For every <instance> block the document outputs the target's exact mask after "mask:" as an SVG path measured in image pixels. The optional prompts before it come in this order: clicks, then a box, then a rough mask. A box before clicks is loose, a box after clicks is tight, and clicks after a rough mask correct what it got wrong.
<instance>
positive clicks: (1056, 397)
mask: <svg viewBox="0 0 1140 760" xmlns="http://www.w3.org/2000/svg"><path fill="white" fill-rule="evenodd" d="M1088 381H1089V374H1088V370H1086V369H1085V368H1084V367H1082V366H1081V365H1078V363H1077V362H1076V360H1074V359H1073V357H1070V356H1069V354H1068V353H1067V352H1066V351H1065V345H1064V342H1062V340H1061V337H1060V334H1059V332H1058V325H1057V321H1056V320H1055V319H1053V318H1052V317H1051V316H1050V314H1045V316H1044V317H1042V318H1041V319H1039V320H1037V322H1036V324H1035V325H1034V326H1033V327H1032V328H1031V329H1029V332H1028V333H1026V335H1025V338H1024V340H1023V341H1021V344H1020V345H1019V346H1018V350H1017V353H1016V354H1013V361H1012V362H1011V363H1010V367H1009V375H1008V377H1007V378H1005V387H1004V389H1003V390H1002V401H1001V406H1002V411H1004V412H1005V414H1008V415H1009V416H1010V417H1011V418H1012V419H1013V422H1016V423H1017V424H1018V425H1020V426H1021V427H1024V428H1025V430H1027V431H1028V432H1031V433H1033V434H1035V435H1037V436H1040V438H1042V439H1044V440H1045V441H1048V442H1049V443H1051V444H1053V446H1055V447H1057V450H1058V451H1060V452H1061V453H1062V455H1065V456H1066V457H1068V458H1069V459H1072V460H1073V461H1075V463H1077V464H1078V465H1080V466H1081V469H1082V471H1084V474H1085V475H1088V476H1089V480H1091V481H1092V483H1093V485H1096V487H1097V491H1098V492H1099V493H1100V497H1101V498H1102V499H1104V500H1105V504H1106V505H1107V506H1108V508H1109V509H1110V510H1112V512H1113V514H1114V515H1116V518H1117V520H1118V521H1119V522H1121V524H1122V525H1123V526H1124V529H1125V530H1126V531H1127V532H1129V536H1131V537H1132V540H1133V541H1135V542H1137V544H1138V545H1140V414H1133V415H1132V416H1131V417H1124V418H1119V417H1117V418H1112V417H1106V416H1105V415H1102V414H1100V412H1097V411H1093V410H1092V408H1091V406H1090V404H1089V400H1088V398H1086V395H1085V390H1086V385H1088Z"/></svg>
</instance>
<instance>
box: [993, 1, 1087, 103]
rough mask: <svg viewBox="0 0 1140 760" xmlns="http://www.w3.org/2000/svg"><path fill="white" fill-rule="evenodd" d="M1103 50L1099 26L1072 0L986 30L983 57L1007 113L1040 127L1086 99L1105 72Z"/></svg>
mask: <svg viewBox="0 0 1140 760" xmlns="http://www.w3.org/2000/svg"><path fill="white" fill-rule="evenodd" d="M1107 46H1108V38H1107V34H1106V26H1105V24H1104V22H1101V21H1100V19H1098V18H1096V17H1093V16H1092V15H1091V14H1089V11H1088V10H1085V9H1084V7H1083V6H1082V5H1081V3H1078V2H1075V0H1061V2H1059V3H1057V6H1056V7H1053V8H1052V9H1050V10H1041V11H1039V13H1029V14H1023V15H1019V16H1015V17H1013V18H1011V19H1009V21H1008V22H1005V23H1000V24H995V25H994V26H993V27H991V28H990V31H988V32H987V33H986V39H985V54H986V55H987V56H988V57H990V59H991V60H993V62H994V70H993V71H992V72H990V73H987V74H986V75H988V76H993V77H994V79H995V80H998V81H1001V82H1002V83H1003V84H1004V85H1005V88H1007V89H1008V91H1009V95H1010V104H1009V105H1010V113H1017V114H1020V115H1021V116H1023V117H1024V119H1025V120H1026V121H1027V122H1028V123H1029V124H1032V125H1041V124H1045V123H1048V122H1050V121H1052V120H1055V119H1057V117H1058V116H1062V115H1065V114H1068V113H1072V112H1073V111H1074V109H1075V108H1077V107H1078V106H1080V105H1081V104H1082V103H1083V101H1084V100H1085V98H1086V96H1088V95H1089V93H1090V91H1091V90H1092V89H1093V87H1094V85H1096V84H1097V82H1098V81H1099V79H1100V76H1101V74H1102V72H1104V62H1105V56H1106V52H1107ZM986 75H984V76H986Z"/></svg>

——————————

**Your objective**
Please reproduce all of the records above line for line, without changing anything.

**Task result**
For every <instance> block the document outputs the target's exact mask after "mask:" as an SVG path measured in image pixels. The optional prompts before it come in this order: clicks, then a box, then a rough mask. A box before clicks is loose, a box after clicks is tight, and clicks after a rough mask correct what it got wrong.
<instance>
positive clicks: (1056, 397)
mask: <svg viewBox="0 0 1140 760" xmlns="http://www.w3.org/2000/svg"><path fill="white" fill-rule="evenodd" d="M1088 381H1089V374H1088V370H1086V369H1085V368H1084V367H1082V366H1081V365H1078V363H1077V362H1076V360H1074V359H1073V357H1070V356H1069V354H1068V353H1067V352H1066V351H1065V345H1064V342H1062V340H1061V337H1060V334H1059V332H1058V325H1057V321H1056V320H1055V319H1053V318H1052V317H1051V316H1050V314H1045V316H1044V317H1042V318H1041V319H1039V320H1037V322H1036V324H1035V325H1034V326H1033V327H1032V328H1031V329H1029V332H1028V333H1026V335H1025V338H1024V340H1023V341H1021V344H1020V345H1019V346H1018V350H1017V353H1016V354H1013V361H1012V362H1011V363H1010V367H1009V375H1008V377H1007V378H1005V387H1004V389H1003V390H1002V401H1001V406H1002V411H1004V412H1005V414H1008V415H1009V416H1010V417H1011V418H1012V419H1013V422H1016V423H1017V424H1018V425H1020V426H1021V427H1024V428H1025V430H1027V431H1028V432H1031V433H1033V434H1035V435H1037V436H1040V438H1042V439H1044V440H1045V441H1048V442H1049V443H1051V444H1053V446H1055V447H1057V450H1058V451H1060V452H1061V453H1062V455H1065V456H1066V457H1068V458H1069V459H1072V460H1073V461H1075V463H1077V464H1078V465H1080V466H1081V469H1082V471H1084V474H1085V475H1088V476H1089V480H1091V481H1092V483H1093V485H1096V487H1097V491H1098V492H1099V493H1100V497H1101V498H1102V499H1104V500H1105V504H1106V505H1107V506H1108V508H1109V509H1110V510H1112V512H1113V514H1114V515H1116V518H1117V520H1118V521H1119V522H1121V524H1122V525H1123V526H1124V529H1125V530H1126V531H1127V532H1129V536H1131V537H1132V540H1133V541H1135V542H1137V544H1138V545H1140V414H1133V415H1132V416H1131V417H1124V418H1119V417H1117V418H1112V417H1106V416H1105V415H1102V414H1100V412H1097V411H1093V410H1092V408H1091V406H1090V404H1089V400H1088V398H1086V395H1085V390H1086V385H1088Z"/></svg>
</instance>
<instance>
box: [993, 1, 1087, 103]
rough mask: <svg viewBox="0 0 1140 760" xmlns="http://www.w3.org/2000/svg"><path fill="white" fill-rule="evenodd" d="M1103 50L1099 26L1072 0L986 30L983 57L1007 113L1040 127L1086 99L1105 72Z"/></svg>
mask: <svg viewBox="0 0 1140 760" xmlns="http://www.w3.org/2000/svg"><path fill="white" fill-rule="evenodd" d="M1107 46H1108V38H1107V34H1106V26H1105V24H1104V22H1101V21H1100V19H1098V18H1096V17H1093V16H1092V15H1091V14H1089V11H1088V10H1085V9H1084V7H1083V6H1082V5H1081V3H1078V2H1075V0H1061V2H1059V3H1057V6H1056V7H1053V8H1052V9H1050V10H1041V11H1039V13H1029V14H1023V15H1019V16H1015V17H1013V18H1011V19H1009V21H1008V22H1005V23H1000V24H995V25H994V26H993V27H991V28H990V31H988V32H987V33H986V39H985V54H986V55H987V56H988V57H990V59H991V60H993V62H994V70H993V71H992V72H990V73H987V74H986V75H988V76H993V77H994V79H995V80H998V81H1001V82H1002V83H1003V84H1004V85H1005V88H1007V89H1008V91H1009V95H1010V104H1009V105H1010V113H1017V114H1020V115H1021V116H1023V117H1024V119H1025V120H1026V121H1027V122H1028V123H1029V124H1032V125H1041V124H1045V123H1048V122H1050V121H1052V120H1055V119H1057V117H1058V116H1062V115H1065V114H1068V113H1072V112H1073V111H1074V109H1075V108H1077V107H1078V106H1080V105H1081V104H1082V103H1083V101H1084V100H1085V98H1086V96H1088V95H1089V93H1090V91H1091V90H1092V89H1093V87H1094V85H1096V84H1097V82H1098V81H1099V79H1100V76H1101V74H1102V72H1104V62H1105V56H1106V52H1107ZM986 75H984V76H986Z"/></svg>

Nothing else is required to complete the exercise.